**SELECTION**.
══════════
Five Reasons for the IT-business Disconnect and How to Solve It?

Computers and mobility are all-pervasive in today’s digital age. Technology is being embedded in every aspect of the business and is a critical driver of competitive advantage for firms. Yet there is a significant IT-business disconnect in enterprises. A 2017 Forester study reveals only 36% of business users regard IT as aligned with the needs of the business. 

If IT leadership has to drive digital transformation, they have to take on the underlying issues causing IT-business disconnect. This tech blog for IT professionals explains how.

1. Bridge the Perception Gap

IT did not exist until the 1990s. This relative newness of IT makes it an outsider, not yet integrated with the enterprise ethos. “Staff” functions such as finance or HR gels in with the enterprise’s accustomed way of work. IT demands changes from the enterprise rank-and-file.

Often, the investments made in IT do not realise tangible benefits. Botched implementations and technology going obsolete fast create fear, distrust, and anxiety. Often, the IT team striving for “alignment” or being a “trusted partner” make the situation worse, as the rank and file resist change.

Make a proactive outreach to understand business realities. For instance, IT decries silos. But business realities may warrant some silos for the protection of commercial secrets or other reasons.

There is no shortcut to competency. Align IT investments to business needs. Ensure the adopted technology suits local ground-level conditions. Often, importing technology without considering the ground-realities ends up in a disaster.

With enterprises realising the value of digital transformation, IT assumes a central role in today’s digital economy. More and more enterprises include the CIO in the strategy formulation and entrust IT leadership with spearheading the digital transformation initiatives.

2. Convert IT from a Cost Centre to a Strategic Enabler

IT always seeks funding for security, storage space, certified personnel, or upgrades. Often, CIOs do not articulate these requests in a way it communicates the business value. IT’s success depends on converting itself from a cost center to a strategic enabler of the business and tactical partner of the operations team.

  • Do more with less. Just because a technology is old or updated, it does not need replacement. Replace legacy technology only when the incumbent technology is unsustainable. Good reasons for change include security risks, loss of productivity, or incompatible silos.
  • Seek API or connectors to integrate legacy systems instead of costly overhauls. At times, ad-hoc arrangements may make more business sense than an expensive and disruptive overhaul.
  • Leverage cloud services to convert CAPEX costs into OPEX costs. It is easier to attribute OPEX costs to specific functions.
  • Quantify the requests for new software. Convince the C-suite on how investing x dollars will lead to a savings of “y” dollars or generate “z” additional revenue.” Consider the big picture, and see how new software will disrupt the ecosystem. Quantify the cost of such disruption, including training costs. Factor in indirect costs such as loss of productivity because of the learning curve for new technology.
══════════
Data entries:
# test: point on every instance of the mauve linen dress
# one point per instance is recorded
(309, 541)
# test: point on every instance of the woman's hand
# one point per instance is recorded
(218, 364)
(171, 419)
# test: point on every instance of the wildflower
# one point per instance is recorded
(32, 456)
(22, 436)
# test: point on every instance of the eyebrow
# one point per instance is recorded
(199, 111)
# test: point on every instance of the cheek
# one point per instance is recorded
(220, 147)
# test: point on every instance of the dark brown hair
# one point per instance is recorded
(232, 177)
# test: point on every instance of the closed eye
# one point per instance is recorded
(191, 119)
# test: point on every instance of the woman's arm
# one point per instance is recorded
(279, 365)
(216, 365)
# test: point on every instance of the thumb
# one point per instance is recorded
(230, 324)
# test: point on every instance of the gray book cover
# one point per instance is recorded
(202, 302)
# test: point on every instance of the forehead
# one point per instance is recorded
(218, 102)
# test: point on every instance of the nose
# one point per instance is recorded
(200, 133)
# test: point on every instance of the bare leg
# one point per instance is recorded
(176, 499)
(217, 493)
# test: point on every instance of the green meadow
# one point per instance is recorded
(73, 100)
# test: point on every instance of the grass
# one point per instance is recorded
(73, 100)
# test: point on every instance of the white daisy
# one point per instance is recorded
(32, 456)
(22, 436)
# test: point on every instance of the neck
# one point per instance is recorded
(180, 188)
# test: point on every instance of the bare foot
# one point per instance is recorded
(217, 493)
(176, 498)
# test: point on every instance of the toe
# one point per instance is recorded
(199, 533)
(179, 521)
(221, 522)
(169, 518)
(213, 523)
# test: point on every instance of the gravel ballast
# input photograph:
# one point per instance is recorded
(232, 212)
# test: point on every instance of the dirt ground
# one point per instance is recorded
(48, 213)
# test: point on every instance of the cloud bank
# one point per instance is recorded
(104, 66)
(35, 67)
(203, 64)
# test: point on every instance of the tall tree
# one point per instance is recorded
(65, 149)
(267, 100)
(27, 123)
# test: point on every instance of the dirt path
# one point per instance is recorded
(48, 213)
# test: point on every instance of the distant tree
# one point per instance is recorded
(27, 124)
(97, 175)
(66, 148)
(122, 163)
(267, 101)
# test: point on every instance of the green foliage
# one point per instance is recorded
══════════
**WHAT YOU WILL DO**.
1 - Summarize the post on the IT-business disconnect in two sentences.
2 - According to the post on the IT-business disconnect, why should IT leverage cloud services? Answer in one or two sentences.
3 - Continue the post on the IT-business disconnect, starting after its final sentence about factoring in the loss of productivity from the learning curve for new technology.

**REPLIES**.
1 - The post argues that even though technology is a critical driver of competitive advantage, enterprises suffer from a significant IT-business disconnect, with a 2017 study finding that only 36% of business users see IT as aligned with business needs. To address this, it says IT should bridge the perception gap by understanding business realities and aligning investments to business needs, and should turn itself from a cost center into a strategic enabler by doing more with less, integrating legacy systems, using cloud services, and quantifying requests for new software.

2 - Cloud services convert CAPEX costs into OPEX costs. OPEX costs are easier to attribute to specific functions.

3 -
Successful CIOs understand the needs of the business. They show how new technology initiatives address such needs. The feature sets or key functions of new software is incidental.

3. Change the Obdurate Stance of IT

IT says “no” often. With cybersecurity an ever-dangerous threat, IT teams often put the spanner in the works of operational and other teams. IT often stands in the way of innovation or, at times, getting basic things done conveniently. Shadow IT, which arises as a workaround and to get the job done beating red-tape, is a living testimony to IT’s obdurateness.

Educate the rank-and-file on the perils of short-cuts, and the importance of security. Circumventing the laid down procedure does more damage than security risks. It leads to critical gaps in information, where:

  • Field staff does not have access to critical real-time information
  • Marketing teams cannot engage with customers informedly
  • Flawed analysis based on incomplete data leads to poor quality decisions.

Reconcile digital transformation initiatives with the business strategy. Driving transformation just for rolling out new technology increases the IT-business disconnect. For instance, replacing a dated PC with a newer version, or a Windows 7 OS with a Windows 10 OS causes nothing except disruption. It becomes an enabler when the same upgrade is:

  • Part of a strategic initiative to improve productivity.
  • Part of a wider package including consistency in all PCs in the enterprise.
  • Rolled out with training for employees.

4. Manage Change Well

IT has over the years brought about significant changes in the way business works. Emails, ERP, CRM, field management suites, and several other interventions have changed the way enterprises function. Emerging technologies such as AI, IoT and analytics will bring more changes. But change is always disruptive, even if done for long-term sustainability. The reluctance of line managers to disrupt a good status-quo for uncertain or unproven benefits creates a disconnect. Many operational managers and even C-suite go with the mentality: ”if it ain’t broken, don’t fix it.”

Convince the rank-and-file on the need for change, and the dangers of not adopting new technology. Tales abound.

  • Kodak being content with its successful status-quo of film-based technology and ignoring digital technology led to bankruptcy within a few years.
  • Nokia’s historic blunder on not adopting the new Android technology led to its slide from market leader to irrelevance overnight.

Strive for non-disruptive change. Adopt tools, technology and strategies that demand the least change to the accustomed way of work. Trade-off the benefits of efficiency improvements with the disruption posed by a change of status quo.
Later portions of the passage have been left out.